EXERCISE SET -
1. According to the discussion of the auth endpoint, what does the payload inside the JWT contain?
2. From the discussion of the auth endpoint, copy out word for word the stretch from "The two graces" through "want them shared.".
EXTRACT PROVIDED START
I implement an auth endpoint which takes an email and password and returns a JWT token. Inside the JWT there is a payload containing the user ID. Does it matter from a REST/JWT standards perspective which of these approaches I take?

  1. return the token and let the client request the /users/user_id resource on a callback with the decoded user_id and the token
  2. return the entire user object with the token from the /auth endpoint for the convenience of the client.

(my question is implementation/library agnostic and about the api-design pattern)

2 Answers 2



End points are functions. From this perspective it doesn't matter what they do as long as the client is aware that this is what will happen, and is happy to deal with the output/outcomes.

So if you write the only client and you have a sequence of six operations that are called in a row, it might make sense to collapse them down into a single call that does it all.

But if you don't write the only client, then there is a good chance that such complex endpoints will make life harder for them. It would be like trying to get a paper and having to verify that you have medical insurance. Its better to have smaller concise operations to allow these other clients to pick and choose how and when.

A middle ground is to offer a small variety of common chains by opt in.

  • /auth -> just the JWT token
  • /auth?include=user -> JWT token + user details please

As for REST, then yes it matters a lot.

The two graces of REST are that the server doesn't have to keep connection state, and that intermediaries can cache the result to distribute to their audience to reduce overall load on the server.

JWT tokens don't fit in this model. You don't want them cached, you don't want them shared.

Other data though might be perfectly fine to cache. Perhaps not confidential user data, but if those details were public user information it would be fine.

Mixing the two types eliminates one of the benefits from a REST system. Not the end of the world, but if you are trying to get the scalability it is an anti-pattern.


If you really want to follow a REST pattern, you should only return the user ID and then have the client request user data in a separate endpoint (every endpoint is responsible for one thing only). This could potentially be tedious/annoying for the client depending on the use case.

If you think that every time the user will want/need their own information after they authenticate, then you might as well just return that info with the authorization call.

For my own applications, I typically just return user info during authentication for convenience and one less call to the server.
EXTRACT PROVIDED END
DATA EXCERPT START
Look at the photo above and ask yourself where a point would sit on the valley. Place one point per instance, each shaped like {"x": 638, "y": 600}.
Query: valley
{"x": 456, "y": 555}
DATA EXCERPT END
RESULTS BY TASK -
1. The user ID.

2.
The two graces of REST are that the server doesn't have to keep connection state, and that intermediaries can cache the result to distribute to their audience to reduce overall load on the server.

JWT tokens don't fit in this model. You don't want them cached, you don't want them shared.